Short exercise: From the passage on the jet boat crash investigation, copy verbatim the span from "Maritime New Zealand (MNZ)" up to and including "says Mr Rendle.".

Passage given:
-------------------------
The drivers have both been stood down on full pay while Maritime New Zealand conducts a lengthy investigation into the cause of the crash.
Maritime New Zealand (MNZ) spokesperson Steve Rendle says while these kinds of accidents were not common, jet boat crashes were taken “pretty seriously”.
“It’s a high-profile industry, jet boat tourism, in New Zealand. Adventure tourism is a key part of the tourism industry so it’s taken pretty seriously when these things happen.”
Two MNZ investigators were talking to witnesses, the company and passengers and examining the boats in a procedure that could take a “number of weeks”.
The result of the investigation would be released to the public, says Mr Rendle.
Dart River Jet Safari could not comment on the crash while it was under investigation. The company is owned by Ngai Tahu Tourism and regional general manager David Kennedy said he “couldn’t comment on specifics”.
“Safety is the most important thing to the company and we have extremely detailed procedures dealing with particular safety on the river,” he says.
“Basically, we’re trying to make jet boating as safe as it can be in our businesses. We’re trying to avoid things happening at all times.”
-------------------------
Given information:
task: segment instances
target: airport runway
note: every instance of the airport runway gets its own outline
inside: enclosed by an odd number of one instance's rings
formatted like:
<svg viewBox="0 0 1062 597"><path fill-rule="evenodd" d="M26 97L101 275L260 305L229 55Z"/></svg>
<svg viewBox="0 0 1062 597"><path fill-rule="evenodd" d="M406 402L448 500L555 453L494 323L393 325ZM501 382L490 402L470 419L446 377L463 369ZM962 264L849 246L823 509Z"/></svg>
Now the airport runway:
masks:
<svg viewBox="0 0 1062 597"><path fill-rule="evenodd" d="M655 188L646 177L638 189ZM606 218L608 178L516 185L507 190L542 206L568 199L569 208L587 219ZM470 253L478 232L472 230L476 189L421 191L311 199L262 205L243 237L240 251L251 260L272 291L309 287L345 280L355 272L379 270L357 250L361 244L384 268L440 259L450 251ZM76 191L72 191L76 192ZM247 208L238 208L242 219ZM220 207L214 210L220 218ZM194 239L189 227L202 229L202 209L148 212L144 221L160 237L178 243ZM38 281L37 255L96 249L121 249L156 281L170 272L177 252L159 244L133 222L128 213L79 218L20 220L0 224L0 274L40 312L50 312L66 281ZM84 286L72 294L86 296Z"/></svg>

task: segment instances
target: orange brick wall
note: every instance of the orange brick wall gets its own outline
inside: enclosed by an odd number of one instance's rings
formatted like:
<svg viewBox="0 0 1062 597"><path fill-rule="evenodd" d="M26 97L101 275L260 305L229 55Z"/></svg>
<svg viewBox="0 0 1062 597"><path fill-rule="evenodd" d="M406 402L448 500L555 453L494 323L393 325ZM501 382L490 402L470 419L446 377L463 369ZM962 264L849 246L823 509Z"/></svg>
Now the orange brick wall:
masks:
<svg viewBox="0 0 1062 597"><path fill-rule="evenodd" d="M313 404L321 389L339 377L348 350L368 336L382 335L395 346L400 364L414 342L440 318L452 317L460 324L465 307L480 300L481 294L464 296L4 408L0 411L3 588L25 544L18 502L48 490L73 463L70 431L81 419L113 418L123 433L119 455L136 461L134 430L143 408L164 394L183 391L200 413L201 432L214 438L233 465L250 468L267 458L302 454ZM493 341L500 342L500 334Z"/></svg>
-------------------------
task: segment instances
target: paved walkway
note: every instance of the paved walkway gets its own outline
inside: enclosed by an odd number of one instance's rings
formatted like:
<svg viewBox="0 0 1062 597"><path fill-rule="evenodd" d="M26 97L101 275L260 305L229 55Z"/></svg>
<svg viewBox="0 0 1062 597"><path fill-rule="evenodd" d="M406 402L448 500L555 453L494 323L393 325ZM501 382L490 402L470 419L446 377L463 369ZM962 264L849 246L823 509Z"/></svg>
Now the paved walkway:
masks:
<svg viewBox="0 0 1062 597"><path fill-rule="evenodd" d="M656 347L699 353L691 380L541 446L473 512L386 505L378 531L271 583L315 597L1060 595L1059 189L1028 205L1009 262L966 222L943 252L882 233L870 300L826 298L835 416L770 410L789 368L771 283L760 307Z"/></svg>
-------------------------
Task solution:
Maritime New Zealand (MNZ) spokesperson Steve Rendle says while these kinds of accidents were not common, jet boat crashes were taken “pretty seriously”.
“It’s a high-profile industry, jet boat tourism, in New Zealand. Adventure tourism is a key part of the tourism industry so it’s taken pretty seriously when these things happen.”
Two MNZ investigators were talking to witnesses, the company and passengers and examining the boats in a procedure that could take a “number of weeks”.
The result of the investigation would be released to the public, says Mr Rendle.